- **TASK INSTRUCTIONS**: Edit the book review by replacing "passionate" with "fervent", then give the passage from "Turkish author Elif" up to and including "flame once more?" with that change applied.

- **TEXT PASSAGE**:

Turkish author Elif Ţafak interweaves the story of Shams and Rumi with that of Ella Rubinstein in her latest novel, “The Forty Rules of Love.”

 

Is love just a passionate emotion to be felt by the young? Do love and passion within a marriage have to give way to routine and drudgery? If not, what can reignite the flame once more?

These questions have occupied many over the centuries. Authors have written detailed essays, playwrights have penned plays and poets have composed stunning poems on love. Philosophers have mused over the subject, marriage-guidance counselors have struggled with the issue, and women’s magazines have thrived on it.

 

The heroine of Elif Ţafak’s latest novel, “The Forty Rules of Love,” struggles with these questions. Ella Rubinstein has been married for a couple of decades to a dentist. Their relationship is defined now by companionship, not passion. She has three kids, who are the center of her life, and this life is defined by the usual middle-class list of insurance, retirement plan, college savings plan and a joint bank account.

 

Love was to come to Ella out of the blue, and from one of the most unexpected places.

Ella has recently been employed as a book reviewer, reading manuscripts for a publisher. Her first assignment is a story set in 13th century Konya. “In the time that she was reading it her life would be re-written.”

A Scotsman who has become a Sufi has written a novel based on the life of the famous poet Rumi (also known as Mevlana and famous for the whirling dervish order and his mystic poetry). In his novel he deals with the meeting of Rumi and Shams, a wandering dervish who has unconventional ways. This meeting between the two 13th-century mystics was to change both of their lives and to lead one to a tragic death and the other to his greatest spiritual achievements.

It is a friendship that was to make the survivor into one of Turkey’s greatest poets, leaving as his legacy such gems as:

“Choose Love, Love! Without the sweet life of

Love, living is a burden -- as you have seen.”

Ţafak’s early works almost seemed to try too hard to be clever, incorporating imagery or convoluted ideas that never quite fit comfortably with the story. In this novel her technique has matured and the clever imagery sits effortlessly on the page. Reflections between love in the 13th century and love in the 21st century seem natural rather than contrived, and they serve to heighten the tale, rather than deflect from it, and the reader is gently drawn into a story within a story.

(Point-based annotation data)
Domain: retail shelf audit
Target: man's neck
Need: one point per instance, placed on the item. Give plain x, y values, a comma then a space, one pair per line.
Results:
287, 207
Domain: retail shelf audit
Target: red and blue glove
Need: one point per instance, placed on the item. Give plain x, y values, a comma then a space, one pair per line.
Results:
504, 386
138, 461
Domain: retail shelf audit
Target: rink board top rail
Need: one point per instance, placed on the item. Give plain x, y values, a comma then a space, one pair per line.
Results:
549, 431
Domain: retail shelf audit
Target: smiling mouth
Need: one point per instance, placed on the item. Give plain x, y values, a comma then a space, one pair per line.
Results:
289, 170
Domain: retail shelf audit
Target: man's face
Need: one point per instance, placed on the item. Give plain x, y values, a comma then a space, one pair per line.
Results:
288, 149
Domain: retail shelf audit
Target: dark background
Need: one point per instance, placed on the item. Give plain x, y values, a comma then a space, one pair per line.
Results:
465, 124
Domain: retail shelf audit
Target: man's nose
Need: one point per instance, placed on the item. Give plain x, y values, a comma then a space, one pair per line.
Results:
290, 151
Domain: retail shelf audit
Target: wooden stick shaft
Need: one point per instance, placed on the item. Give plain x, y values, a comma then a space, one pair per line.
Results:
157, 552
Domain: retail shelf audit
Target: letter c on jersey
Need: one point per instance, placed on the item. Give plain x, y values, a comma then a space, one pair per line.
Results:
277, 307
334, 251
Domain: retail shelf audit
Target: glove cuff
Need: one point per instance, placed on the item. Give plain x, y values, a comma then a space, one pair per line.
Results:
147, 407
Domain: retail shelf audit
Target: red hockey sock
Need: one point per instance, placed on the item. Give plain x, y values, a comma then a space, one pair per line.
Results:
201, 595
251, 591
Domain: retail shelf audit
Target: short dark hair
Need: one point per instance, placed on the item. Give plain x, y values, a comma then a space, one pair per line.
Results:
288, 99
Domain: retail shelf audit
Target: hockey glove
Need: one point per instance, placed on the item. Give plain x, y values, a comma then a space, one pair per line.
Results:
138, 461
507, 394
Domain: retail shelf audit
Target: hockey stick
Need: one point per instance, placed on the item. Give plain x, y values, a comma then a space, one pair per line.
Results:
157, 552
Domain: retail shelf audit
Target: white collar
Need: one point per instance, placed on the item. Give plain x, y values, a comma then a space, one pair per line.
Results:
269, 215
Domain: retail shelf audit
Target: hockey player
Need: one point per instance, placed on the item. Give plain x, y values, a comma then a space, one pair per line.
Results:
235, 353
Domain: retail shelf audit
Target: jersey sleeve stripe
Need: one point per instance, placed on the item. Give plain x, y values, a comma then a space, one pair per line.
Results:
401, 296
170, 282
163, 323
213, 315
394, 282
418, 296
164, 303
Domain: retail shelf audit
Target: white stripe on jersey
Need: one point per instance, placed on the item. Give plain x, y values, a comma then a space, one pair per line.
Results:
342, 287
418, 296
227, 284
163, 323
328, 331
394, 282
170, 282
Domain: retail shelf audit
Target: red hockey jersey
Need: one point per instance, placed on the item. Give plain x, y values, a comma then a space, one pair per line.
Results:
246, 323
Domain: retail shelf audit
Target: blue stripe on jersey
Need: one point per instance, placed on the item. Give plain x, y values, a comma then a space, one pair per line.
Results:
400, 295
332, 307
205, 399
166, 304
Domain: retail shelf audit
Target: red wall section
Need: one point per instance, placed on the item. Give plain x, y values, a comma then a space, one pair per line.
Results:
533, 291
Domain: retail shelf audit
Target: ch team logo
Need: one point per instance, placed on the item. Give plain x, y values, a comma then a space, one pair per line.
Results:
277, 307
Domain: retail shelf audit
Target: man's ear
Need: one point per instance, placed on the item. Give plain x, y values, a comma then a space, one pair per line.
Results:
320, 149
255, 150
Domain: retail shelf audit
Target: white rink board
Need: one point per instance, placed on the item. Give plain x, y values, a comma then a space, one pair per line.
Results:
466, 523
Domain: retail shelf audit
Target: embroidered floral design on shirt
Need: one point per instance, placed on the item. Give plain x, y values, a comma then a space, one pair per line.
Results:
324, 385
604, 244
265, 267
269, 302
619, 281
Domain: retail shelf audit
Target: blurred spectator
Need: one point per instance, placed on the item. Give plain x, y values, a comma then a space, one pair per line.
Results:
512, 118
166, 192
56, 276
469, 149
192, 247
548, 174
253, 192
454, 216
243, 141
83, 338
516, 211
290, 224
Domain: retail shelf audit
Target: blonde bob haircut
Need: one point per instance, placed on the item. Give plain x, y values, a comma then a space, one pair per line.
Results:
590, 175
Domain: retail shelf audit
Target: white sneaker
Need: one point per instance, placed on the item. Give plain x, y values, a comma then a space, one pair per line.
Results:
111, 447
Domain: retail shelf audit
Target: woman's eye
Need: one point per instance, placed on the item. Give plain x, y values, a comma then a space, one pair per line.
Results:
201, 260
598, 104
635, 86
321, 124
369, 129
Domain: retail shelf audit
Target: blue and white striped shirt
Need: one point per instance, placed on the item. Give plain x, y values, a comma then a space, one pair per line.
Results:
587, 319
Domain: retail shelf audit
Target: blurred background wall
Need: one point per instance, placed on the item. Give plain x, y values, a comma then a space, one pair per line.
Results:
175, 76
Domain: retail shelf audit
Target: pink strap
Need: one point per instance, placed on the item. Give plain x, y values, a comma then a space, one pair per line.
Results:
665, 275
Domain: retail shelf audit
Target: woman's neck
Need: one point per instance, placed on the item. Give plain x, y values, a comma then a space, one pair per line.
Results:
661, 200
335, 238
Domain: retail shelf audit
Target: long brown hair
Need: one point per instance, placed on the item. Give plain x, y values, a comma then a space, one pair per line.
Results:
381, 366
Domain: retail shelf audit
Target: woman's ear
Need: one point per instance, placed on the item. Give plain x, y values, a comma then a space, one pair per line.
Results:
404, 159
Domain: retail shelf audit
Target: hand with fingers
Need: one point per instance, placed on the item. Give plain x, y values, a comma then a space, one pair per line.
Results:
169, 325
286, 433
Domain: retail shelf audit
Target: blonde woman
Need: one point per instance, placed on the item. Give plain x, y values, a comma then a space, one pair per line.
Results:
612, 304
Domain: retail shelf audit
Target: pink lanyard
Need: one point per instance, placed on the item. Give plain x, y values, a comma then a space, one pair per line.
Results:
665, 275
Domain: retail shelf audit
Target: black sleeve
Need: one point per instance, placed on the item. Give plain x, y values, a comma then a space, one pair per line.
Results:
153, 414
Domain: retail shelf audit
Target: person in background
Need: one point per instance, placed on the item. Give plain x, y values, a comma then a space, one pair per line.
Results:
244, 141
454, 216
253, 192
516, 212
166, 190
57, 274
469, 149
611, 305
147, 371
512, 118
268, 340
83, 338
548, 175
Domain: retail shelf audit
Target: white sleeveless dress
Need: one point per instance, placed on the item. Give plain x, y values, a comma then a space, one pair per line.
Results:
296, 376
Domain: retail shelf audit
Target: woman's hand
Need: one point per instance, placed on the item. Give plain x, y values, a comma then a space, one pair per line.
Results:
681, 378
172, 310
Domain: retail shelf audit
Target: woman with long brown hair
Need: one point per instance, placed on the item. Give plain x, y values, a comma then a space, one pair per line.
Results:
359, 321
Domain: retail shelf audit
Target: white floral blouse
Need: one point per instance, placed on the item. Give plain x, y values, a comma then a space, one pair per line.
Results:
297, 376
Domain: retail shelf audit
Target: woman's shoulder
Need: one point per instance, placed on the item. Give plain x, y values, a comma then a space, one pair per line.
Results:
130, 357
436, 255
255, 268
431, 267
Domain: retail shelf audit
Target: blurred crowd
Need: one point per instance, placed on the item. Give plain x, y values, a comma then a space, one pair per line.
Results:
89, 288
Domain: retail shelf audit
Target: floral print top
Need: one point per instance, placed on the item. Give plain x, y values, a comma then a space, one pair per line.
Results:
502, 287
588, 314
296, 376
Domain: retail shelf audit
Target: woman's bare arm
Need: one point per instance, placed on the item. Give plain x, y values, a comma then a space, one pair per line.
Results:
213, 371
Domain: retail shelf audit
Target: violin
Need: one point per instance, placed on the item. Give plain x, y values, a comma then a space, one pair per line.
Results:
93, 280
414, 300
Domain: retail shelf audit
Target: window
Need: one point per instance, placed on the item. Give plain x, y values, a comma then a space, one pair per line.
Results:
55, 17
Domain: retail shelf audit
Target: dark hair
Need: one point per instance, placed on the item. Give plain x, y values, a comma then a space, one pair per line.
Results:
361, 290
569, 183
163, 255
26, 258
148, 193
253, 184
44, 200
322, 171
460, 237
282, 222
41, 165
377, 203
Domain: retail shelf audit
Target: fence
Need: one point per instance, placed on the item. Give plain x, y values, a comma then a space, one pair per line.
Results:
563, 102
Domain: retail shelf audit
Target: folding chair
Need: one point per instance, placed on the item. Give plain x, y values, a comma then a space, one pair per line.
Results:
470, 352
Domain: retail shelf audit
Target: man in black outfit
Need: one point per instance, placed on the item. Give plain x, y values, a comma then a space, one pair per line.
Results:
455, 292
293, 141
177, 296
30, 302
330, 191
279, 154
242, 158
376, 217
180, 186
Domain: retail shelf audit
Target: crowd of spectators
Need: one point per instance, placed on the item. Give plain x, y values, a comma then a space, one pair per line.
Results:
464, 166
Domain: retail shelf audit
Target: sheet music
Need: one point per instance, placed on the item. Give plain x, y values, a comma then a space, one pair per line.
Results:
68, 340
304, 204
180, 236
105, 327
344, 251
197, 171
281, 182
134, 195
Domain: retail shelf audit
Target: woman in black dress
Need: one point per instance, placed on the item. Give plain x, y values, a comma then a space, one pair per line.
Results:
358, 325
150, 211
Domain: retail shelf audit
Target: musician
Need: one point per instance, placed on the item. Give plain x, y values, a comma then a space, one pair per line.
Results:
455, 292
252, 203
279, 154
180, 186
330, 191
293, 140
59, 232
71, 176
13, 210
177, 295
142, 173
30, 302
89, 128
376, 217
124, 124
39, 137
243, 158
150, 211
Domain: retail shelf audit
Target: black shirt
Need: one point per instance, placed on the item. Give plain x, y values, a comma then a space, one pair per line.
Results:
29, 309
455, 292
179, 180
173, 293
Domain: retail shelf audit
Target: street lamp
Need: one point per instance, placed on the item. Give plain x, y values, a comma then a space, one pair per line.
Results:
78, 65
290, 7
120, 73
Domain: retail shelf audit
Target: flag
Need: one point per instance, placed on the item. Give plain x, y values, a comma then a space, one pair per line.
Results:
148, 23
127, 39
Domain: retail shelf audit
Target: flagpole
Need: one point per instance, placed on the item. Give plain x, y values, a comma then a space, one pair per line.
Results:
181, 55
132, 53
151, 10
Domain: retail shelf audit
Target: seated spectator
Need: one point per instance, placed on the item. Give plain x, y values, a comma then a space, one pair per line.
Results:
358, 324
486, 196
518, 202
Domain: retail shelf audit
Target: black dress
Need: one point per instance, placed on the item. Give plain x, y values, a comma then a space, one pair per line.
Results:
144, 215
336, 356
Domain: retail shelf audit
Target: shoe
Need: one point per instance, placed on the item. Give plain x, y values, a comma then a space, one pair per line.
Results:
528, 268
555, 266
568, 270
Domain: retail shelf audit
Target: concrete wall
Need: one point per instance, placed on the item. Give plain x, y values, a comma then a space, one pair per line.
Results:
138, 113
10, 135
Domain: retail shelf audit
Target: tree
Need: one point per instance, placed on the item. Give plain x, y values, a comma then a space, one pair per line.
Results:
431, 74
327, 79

- **ANSWER TO THIS TASK**:
Turkish author Elif Ţafak interweaves the story of Shams and Rumi with that of Ella Rubinstein in her latest novel, “The Forty Rules of Love.”

 

Is love just a fervent emotion to be felt by the young? Do love and passion within a marriage have to give way to routine and drudgery? If not, what can reignite the flame once more?